→ Text extract:
____________________

ABC's Method in Language Learning Skills

Published By Melissa (1507042035)

When we heard the word language, perhaps most of us will think that language is the tools or the symbols which is used for communication with one another. You might have come up with this definition because we know that we used language to communicate with one another. But only a few of us know or study about how the process of the language learning.
Some questions are emerged when we talk about how the process of the language learning. Where does the learning take place? How can a person ensure success in language learning? And maybe one of the question which is emerged is ‘What are the strategies does the learner use?' These are some questions which will be answered by the writer in this paper.
In order to find the answers of those questions, we must ascertain the core and the fundamental issues to be discussed: defining the focus of our inquiry. Since this paper discuss about Language Skills Learning and learning couldn’t be separated with teaching. So, let’s try to define those two terms first; learning and teaching.
Learning and teaching is two terms which cannot be defined apart because we know that learning is the process of getting and acquiring knowledge or new informations consciously by study, experience or instruction (Kimble and Garmezy 1963 : 133). Similary, teaching, which is implied in the first definition of learning maybe define as transferring the knowledge, giving an instruction and guiding in the study of something to the learner.

____________________

→ Source material:
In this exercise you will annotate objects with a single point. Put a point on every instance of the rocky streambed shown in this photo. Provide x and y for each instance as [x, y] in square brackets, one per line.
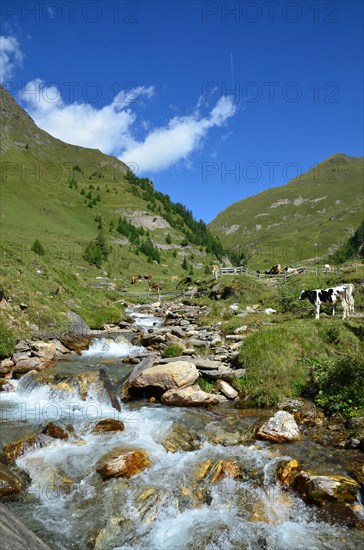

____________________

→ Exercise requirements:
A. In the language learning text, repeat the passage from "Published By Melissa" up to and including "study about how the process of the language learning.", swapping "definition" for "explanation".
B. Shorten the paragraph of the language learning text that begins "Learning and teaching is two terms" while keeping its main facts.
C. Answer these questions on the language learning text:
(i) Who is named as publishing it?
(ii) Which two terms does the writer set out to define first?
(iii) Which source is cited for the definition of learning?

→ Worked answers:
A.
Published By Melissa (1507042035)

When we heard the word language, perhaps most of us will think that language is the tools or the symbols which is used for communication with one another. You might have come up with this explanation because we know that we used language to communicate with one another. But only a few of us know or study about how the process of the language learning.

B. Learning and teaching cannot be defined apart. Learning is the conscious process of acquiring knowledge or new information through study, experience or instruction (Kimble and Garmezy 1963: 133). Teaching may be defined as transferring knowledge, giving instruction and guiding the learner in the study of something.

C.
(i) Melissa (1507042035)
(ii) Learning and teaching
(iii) Kimble and Garmezy 1963: 133